WHAT THIS TASK INVOLVES: Reproduce the rows word for word, from the line that contains "hillside, that would help a great deal." through the final line of the rows, and leave out the pictures.

SUPPLIED ENTRIES:
***

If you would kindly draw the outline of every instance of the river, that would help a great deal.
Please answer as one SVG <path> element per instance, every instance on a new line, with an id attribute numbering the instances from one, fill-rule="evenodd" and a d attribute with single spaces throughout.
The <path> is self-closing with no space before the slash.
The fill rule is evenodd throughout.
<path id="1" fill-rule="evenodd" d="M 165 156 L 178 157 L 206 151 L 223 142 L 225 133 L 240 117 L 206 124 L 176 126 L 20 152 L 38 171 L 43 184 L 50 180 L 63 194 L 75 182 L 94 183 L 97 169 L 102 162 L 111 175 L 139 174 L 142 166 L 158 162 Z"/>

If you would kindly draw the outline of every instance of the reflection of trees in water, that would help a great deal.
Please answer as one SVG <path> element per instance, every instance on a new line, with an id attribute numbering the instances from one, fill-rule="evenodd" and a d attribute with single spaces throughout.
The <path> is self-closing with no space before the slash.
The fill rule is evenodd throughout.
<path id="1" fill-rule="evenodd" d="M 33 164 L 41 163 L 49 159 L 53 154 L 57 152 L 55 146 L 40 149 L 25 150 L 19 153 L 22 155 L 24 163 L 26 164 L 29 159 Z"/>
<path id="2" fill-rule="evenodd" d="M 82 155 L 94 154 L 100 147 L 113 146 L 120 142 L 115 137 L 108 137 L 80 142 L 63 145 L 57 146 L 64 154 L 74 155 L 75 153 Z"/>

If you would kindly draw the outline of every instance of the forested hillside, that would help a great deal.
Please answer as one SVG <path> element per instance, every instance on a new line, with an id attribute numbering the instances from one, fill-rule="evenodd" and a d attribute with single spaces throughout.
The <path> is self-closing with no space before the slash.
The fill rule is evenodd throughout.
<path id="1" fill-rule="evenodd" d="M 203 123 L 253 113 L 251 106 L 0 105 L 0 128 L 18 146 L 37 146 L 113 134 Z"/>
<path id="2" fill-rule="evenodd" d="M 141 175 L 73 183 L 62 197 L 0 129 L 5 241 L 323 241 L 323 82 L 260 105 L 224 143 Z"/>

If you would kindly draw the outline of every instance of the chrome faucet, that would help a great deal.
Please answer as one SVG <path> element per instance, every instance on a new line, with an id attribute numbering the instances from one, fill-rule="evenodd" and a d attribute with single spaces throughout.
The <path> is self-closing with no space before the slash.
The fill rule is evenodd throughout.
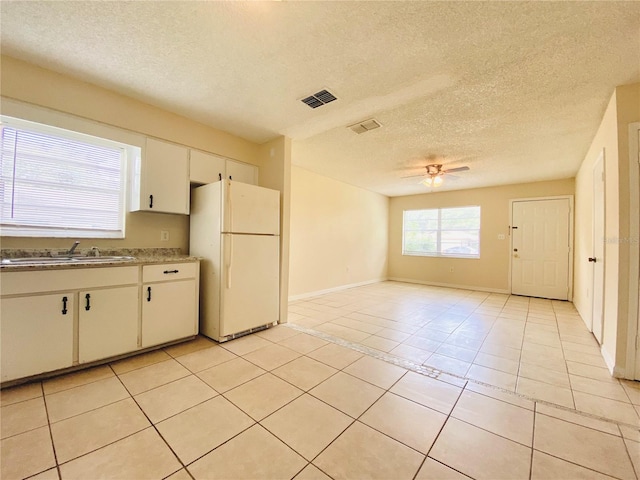
<path id="1" fill-rule="evenodd" d="M 73 242 L 73 246 L 69 249 L 69 251 L 67 252 L 67 255 L 73 255 L 76 251 L 76 248 L 78 248 L 78 245 L 80 245 L 80 242 L 78 240 Z"/>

***

EXERCISE RESPONSE:
If you would kindly draw the outline of every instance of the forested hillside, that would help a great deal.
Please answer as one SVG <path> element per instance, every instance on a new line, with an id attribute numbering the instances from one, fill-rule="evenodd" and a d attribute with single spaces throughout.
The <path> is self-closing with no space before the slash.
The fill rule is evenodd throughout.
<path id="1" fill-rule="evenodd" d="M 203 123 L 253 113 L 251 106 L 0 105 L 0 128 L 18 146 L 37 146 L 113 134 Z"/>
<path id="2" fill-rule="evenodd" d="M 141 175 L 73 183 L 62 197 L 0 129 L 5 241 L 323 241 L 323 82 L 260 105 L 224 143 Z"/>

If you would kindly draw the outline of every instance of the chrome faucet, that would help a great deal.
Please answer as one SVG <path> element per instance, every instance on a new line, with an id attribute numbering the instances from one, fill-rule="evenodd" and a d attribute with single spaces throughout.
The <path> is self-closing with no space before the slash.
The fill rule is evenodd throughout.
<path id="1" fill-rule="evenodd" d="M 73 242 L 73 246 L 69 249 L 69 251 L 67 252 L 67 255 L 73 255 L 76 251 L 76 248 L 78 248 L 78 245 L 80 245 L 80 242 L 78 240 Z"/>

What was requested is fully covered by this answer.